● **PAGE TEXT**
......
Nature has exploited medium-sized 8- to 11-membered rings in a variety of natural products to address diverse and challenging biological targets. However, due to the limitations of conventional cyclization-based approaches to medium-ring synthesis, these structures remain severely underrepresented in current probe and drug discovery efforts. To address this problem, we have established an alternative, biomimetic ring expansion approach to the diversity-oriented synthesis of medium-ring libraries. Oxidative dearomatization of bicyclic phenols affords polycyclic cyclohexadienones that undergo efficient ring expansion to form benzannulated medium-ring scaffolds found in natural products. The ring expansion reaction can be induced using three complementary reagents that avoid competing dienone–phenol rearrangements and is driven by rearomatization of a phenol ring adjacent to the scissile bond. Cheminformatic analysis of the resulting first-generation library confirms that these molecules occupy chemical space overlapping with medium-ring natural products and distinct from that of synthetic drugs and drug-like libraries.
Summary of recent advances
Existing drugs address a relatively narrow range of biological targets. As a result, libraries of drug-like molecules have proven ineffective against a variety of challenging targets, such as protein–protein interactions, nucleic acid complexes, and antibacterial modalities. In contrast, natural products are known to be effective at modulating such targets, and new libraries are being developed based on underrepresented scaffolds and regions of chemical space associated with natural products. This has led to several recent successes in identifying new chemical probes that address these challenging targets.
......
● **RECORDS SUPPLIED**

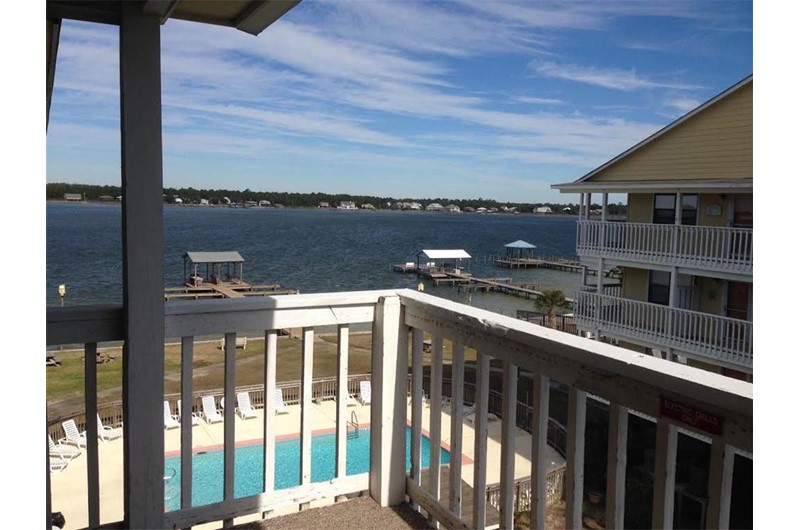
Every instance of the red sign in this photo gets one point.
(699, 419)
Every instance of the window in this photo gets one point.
(743, 211)
(664, 209)
(658, 288)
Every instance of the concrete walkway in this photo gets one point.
(69, 490)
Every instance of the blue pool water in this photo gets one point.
(207, 468)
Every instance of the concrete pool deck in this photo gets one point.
(69, 487)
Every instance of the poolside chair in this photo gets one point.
(73, 436)
(195, 419)
(62, 450)
(58, 464)
(366, 392)
(210, 412)
(245, 409)
(106, 432)
(170, 420)
(280, 406)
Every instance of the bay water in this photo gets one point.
(311, 250)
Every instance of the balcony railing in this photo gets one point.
(400, 320)
(698, 247)
(720, 340)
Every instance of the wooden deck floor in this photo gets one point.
(492, 514)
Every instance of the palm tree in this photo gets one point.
(549, 302)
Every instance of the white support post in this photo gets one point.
(142, 267)
(435, 423)
(229, 425)
(187, 359)
(664, 479)
(306, 385)
(416, 407)
(576, 436)
(270, 374)
(387, 478)
(507, 445)
(604, 211)
(342, 395)
(616, 465)
(456, 448)
(720, 482)
(481, 441)
(539, 460)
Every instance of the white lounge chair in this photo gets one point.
(210, 412)
(73, 435)
(195, 419)
(62, 450)
(366, 392)
(280, 406)
(170, 420)
(245, 409)
(58, 464)
(106, 432)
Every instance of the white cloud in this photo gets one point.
(616, 79)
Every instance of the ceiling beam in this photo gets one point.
(258, 15)
(102, 12)
(53, 35)
(162, 8)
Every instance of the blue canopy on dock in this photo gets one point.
(520, 244)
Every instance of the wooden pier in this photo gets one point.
(223, 290)
(555, 263)
(508, 288)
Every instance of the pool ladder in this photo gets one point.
(352, 425)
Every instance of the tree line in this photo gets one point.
(94, 192)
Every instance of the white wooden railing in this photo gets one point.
(721, 340)
(400, 320)
(699, 247)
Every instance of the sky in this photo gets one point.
(414, 99)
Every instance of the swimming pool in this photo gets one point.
(207, 468)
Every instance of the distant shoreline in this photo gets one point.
(313, 208)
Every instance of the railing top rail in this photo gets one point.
(82, 324)
(617, 299)
(628, 378)
(665, 226)
(273, 302)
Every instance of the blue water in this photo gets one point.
(207, 468)
(310, 250)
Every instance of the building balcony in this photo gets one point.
(715, 339)
(695, 248)
(489, 356)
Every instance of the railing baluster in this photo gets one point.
(92, 454)
(456, 425)
(306, 406)
(342, 395)
(435, 420)
(270, 375)
(481, 441)
(539, 448)
(720, 482)
(417, 337)
(507, 448)
(664, 479)
(229, 443)
(616, 465)
(576, 430)
(187, 402)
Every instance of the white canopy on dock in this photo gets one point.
(520, 244)
(214, 257)
(445, 254)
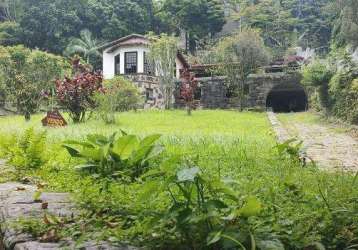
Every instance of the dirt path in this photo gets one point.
(330, 149)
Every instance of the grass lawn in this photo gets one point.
(287, 206)
(311, 118)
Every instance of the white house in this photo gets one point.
(128, 56)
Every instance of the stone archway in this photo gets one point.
(287, 98)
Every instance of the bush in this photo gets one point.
(76, 94)
(26, 151)
(120, 95)
(317, 75)
(124, 156)
(26, 74)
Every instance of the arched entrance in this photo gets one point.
(287, 98)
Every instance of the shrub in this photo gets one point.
(76, 94)
(119, 95)
(26, 151)
(26, 74)
(318, 75)
(125, 157)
......
● **TASK 1**
In the page text on medium-ring synthesis, why are 8- to 11-membered ring structures so rarely used in current probe and drug discovery work? Answer in one to three sentences.
● **TASK 2**
According to the page text on medium-ring synthesis, how many complementary reagents can be used to induce the ring expansion reaction?

● **PROBLEM SOLUTION 1**
They are underrepresented because conventional cyclization-based methods for making medium rings have limitations. These limits have kept such structures out of current probe and drug discovery efforts.

● **PROBLEM SOLUTION 2**
Three.